● AUFGABENSTELLUNG A
Gib jede Zeile der Einträge unten wieder, in der die Zeichenfolge „white“ vorkommt, und übernimm sie dabei unverändert.

● VORLIEGENDER TEXTAUSZUG
▼▼▼
Freitag, 16. Mai 2008

Die sind ja besoffen...

...kommentierten die Touristen das, was sie miterlebten: Eine Gruppe von Menschen, die alle Anzeichen eines Rausches zeigten. Es hatte ziemlichen Radau gegeben, daher war man zusammengeströmt. Man betrachtete das Spektakel und gab distanzierte und abwertende Beurteilungen zum Besten.
Sehr viele Leute aus der Stadt kriegten das irgendwie mit, von überall kamen sie angerannt. Was keiner von den Ausländern auf die Reihe kriegen konnte, war, wie die Apostel in ihrer eigenen Sprache reden konnten! „Das geht ja gar nicht!“, riefen die total fertig. „Das sind doch alles Leute aus Galiläa, das kann doch gar nicht angehen, dass die unsere Muttersprache auf einmal draufhaben? Egal ob wir aus Persien stammen, Meder sind oder Elamiter. ... Völlig verdattert konnten sie überhaupt nicht kapieren, was da gerade los war: „Was hat das zu bedeuten?“ Ein paar Leute verarschten sie aber auch und meinten: „Die sind doch alle völlig bekifft!“ (Apostelgeschichte 2, 6-13 aus der Volxbibel)
Auch heute geschieht gelegentlich etwas, was aussieht wie »völlig bekifft«, etwas, was der Verstand erst mal nicht so recht begreifen kann.
Zur Zeit in Lakeland, einer Stadt in Florida. Man kann sich die Übertragungen anschauen, mit dem Kopf schütteln und seine abfälligen Urteile fällen. Man kann aber auch fragen: »Was hat das zu bedeuten?«
Könnte es sein, dass Gott seinen Geist nicht nur vor rund 2000 Jahren ausgegossen hat, sondern dass er es auch heute tut? Sein Werkzeug wäre dann in diesem Fall kein distinguierter Herr in dunklem Anzug, sondern ein über und über mit Tätowierungen verzierter Rabauke, ein Harley-Davidson-Fan, Starbucks-Stammgast und CSI-Bewunderer, den ich vor ein paar Jahren selbst einmal getroffen habe: Todd Bentley.
Wir haben damals einen Nachmittag zusammen verbracht. Er wirkte natürlich, aufgeschlossen, voller Liebe zu den Menschen und frei von Allüren wie sonst kaum jemand, den ich kenne. Nicky Cruz hatte ich seinerzeit ähnlich erlebt...
Gott hat nicht immer jemanden ausgesucht, der in das Bild passt, das wir Menschen uns gerne von einem »Diener Gottes« machen. Ob nun Johannes der Täufer, den man für völlig durchgedreht hielt, oder Mose den Stotterer, ob nun einen ruppigen Fischer wie Simon Petrus oder einen betrügerischen Steuereintreiber wie Matthäus.
▲▲▲
Einträge aus einem Datensatz mit Punktannotationen
▼▼▼
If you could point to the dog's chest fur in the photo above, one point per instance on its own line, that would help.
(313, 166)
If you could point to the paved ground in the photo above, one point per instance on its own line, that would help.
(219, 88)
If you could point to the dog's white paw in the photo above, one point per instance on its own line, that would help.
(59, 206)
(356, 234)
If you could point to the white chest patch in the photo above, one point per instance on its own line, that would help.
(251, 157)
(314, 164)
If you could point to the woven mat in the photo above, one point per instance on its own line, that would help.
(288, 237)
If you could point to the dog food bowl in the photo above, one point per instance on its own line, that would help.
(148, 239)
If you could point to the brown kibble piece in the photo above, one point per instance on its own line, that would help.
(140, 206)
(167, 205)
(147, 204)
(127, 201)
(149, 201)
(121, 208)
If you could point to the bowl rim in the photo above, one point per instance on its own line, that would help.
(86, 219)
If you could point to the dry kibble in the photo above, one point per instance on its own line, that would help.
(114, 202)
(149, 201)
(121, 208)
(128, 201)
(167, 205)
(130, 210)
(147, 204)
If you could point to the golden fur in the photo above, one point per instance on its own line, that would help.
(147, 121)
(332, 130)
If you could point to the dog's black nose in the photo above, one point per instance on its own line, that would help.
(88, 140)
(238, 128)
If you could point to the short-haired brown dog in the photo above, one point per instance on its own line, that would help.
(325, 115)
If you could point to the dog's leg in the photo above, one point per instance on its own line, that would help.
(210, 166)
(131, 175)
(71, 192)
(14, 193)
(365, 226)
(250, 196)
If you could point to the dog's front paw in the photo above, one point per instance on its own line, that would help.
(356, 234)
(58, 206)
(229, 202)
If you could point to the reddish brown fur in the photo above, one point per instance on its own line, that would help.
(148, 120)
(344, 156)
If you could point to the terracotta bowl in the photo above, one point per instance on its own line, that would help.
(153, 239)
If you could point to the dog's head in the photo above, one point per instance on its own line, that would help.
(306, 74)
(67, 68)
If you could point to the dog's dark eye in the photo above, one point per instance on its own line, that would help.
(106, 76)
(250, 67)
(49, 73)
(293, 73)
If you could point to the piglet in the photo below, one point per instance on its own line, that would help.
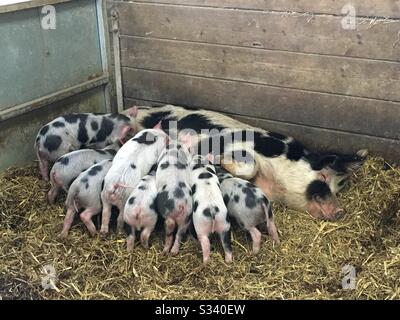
(140, 210)
(84, 192)
(69, 166)
(77, 131)
(248, 205)
(209, 210)
(174, 201)
(131, 163)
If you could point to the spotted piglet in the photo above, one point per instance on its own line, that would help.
(174, 201)
(68, 167)
(84, 193)
(77, 131)
(248, 205)
(132, 162)
(140, 210)
(209, 211)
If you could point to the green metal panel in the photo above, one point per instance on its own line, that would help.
(17, 135)
(35, 62)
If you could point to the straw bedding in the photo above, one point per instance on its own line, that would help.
(307, 264)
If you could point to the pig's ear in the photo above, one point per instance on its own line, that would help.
(210, 157)
(158, 126)
(132, 111)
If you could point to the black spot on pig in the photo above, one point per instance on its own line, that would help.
(194, 189)
(197, 122)
(44, 130)
(277, 135)
(146, 138)
(82, 132)
(112, 152)
(182, 184)
(153, 205)
(205, 175)
(226, 198)
(164, 165)
(195, 206)
(63, 160)
(94, 125)
(318, 189)
(268, 146)
(58, 124)
(93, 171)
(295, 151)
(52, 142)
(180, 165)
(178, 193)
(250, 199)
(164, 204)
(151, 120)
(207, 213)
(85, 180)
(211, 170)
(197, 166)
(106, 128)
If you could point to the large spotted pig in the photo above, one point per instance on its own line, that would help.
(279, 165)
(174, 201)
(76, 131)
(248, 205)
(131, 163)
(209, 211)
(69, 166)
(84, 193)
(140, 211)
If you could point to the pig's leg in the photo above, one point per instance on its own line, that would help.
(225, 237)
(179, 235)
(130, 240)
(106, 218)
(271, 227)
(69, 218)
(144, 237)
(86, 217)
(120, 219)
(205, 247)
(53, 193)
(106, 214)
(169, 234)
(256, 237)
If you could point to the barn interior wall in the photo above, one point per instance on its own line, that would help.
(287, 66)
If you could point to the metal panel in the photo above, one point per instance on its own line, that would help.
(36, 62)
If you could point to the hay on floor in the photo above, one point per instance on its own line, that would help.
(307, 264)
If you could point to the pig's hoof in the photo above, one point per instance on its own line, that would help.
(363, 153)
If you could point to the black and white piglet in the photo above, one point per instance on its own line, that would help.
(209, 210)
(84, 193)
(140, 211)
(69, 166)
(131, 163)
(77, 131)
(248, 205)
(174, 201)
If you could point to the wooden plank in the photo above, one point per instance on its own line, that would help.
(359, 115)
(379, 8)
(348, 76)
(278, 31)
(315, 138)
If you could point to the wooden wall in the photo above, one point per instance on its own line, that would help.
(284, 65)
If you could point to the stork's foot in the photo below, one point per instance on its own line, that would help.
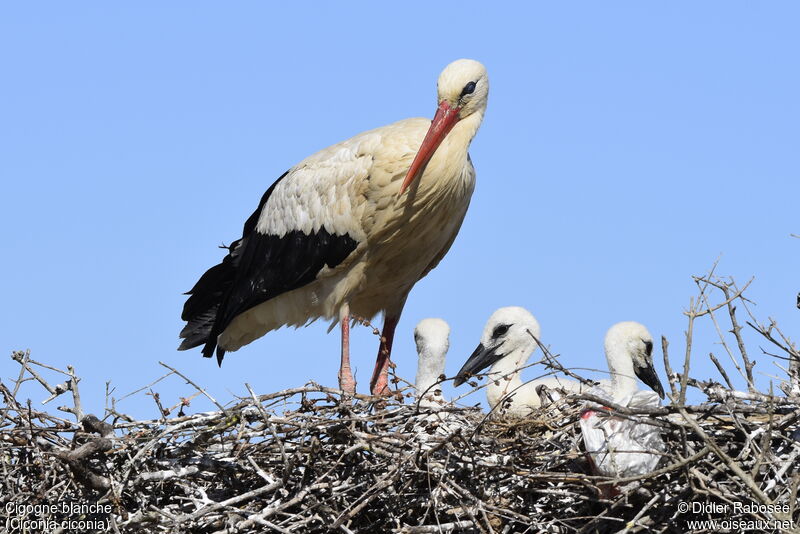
▲▲▲
● AUFGABENSTELLUNG B
Führe den Textauszug oben über die Apostelgeschichte und Todd Bentley im Anschluss an seinen letzten Satz fort.

● ERWARTETE ANTWORT A
If you could point to the dog's white paw in the photo above, one point per instance on its own line, that would help.
If you could point to the white chest patch in the photo above, one point per instance on its own line, that would help.
If you could point to the black and white piglet in the photo above, one point per instance on its own line, that would help.

● ERWARTETE ANTWORT B
Gott schaut sich das Herz an, und wenn er eins findet, das für ihn brennt, genauso für die Verlorenen brennt, dann ist alles möglich, ob es nun unserem gesitteten Geschmack entspricht oder nicht. So wie jetzt vielleicht in Lakeland. Es bleibt abzuwarten, ob dies ein Strohfeuer ist oder nicht...

Ist Gott ein Mafia-Boss?

Im Hausbibelkreis sprachen wir am Mittwoch unter anderem über die Geschäftemacherei, die flugs rings um die Ausgießung des Heiligen Geistes in einer Kleinstadt in Florida entstanden ist. Darüber kamen wir auch ins Gespräch über das Geldsammeln an und für sich. Den Auftritt eines nicht ganz unbekannten Evangelisten vor ein paar Monaten in unserer Stadt charakterisierte eine Teilnehmerin des Hausbibelkreises, die dabei gewesen war, mit den Worten »das war, als würden Ablassbriefe verkauft«.

Dabei fiel mir ein Zitat ein, das ich kürzlich bei Kerstin fand:
Manche Pastoren lehren den Zehnten so, als ob Gott ein Mafia-Boss wäre, dem man Schutzgelder zahlen muss, damit einem im Leben nichts Schlimmes passiert. Und wenn man im Leben ein Unglück erlebt, wird gleich gefragt, ob man den Zehnten gezahlt hat. Und der Pastor fährt Porsche.
Auch wenn der Pastor nicht Porsche fährt, sondern VW oder gar kein Auto... - Der Apostel Paulus zog es vor, zu arbeiten, statt den Menschen auf der Tasche zu liegen, denen er das Wort Gottes brachte. Andererseits nahm er von den Mazedoniern gerne Unterstützung entgegen, um eben diesen Dienst für andere kostenlos tun zu können (siehe 2. Korintherbrief).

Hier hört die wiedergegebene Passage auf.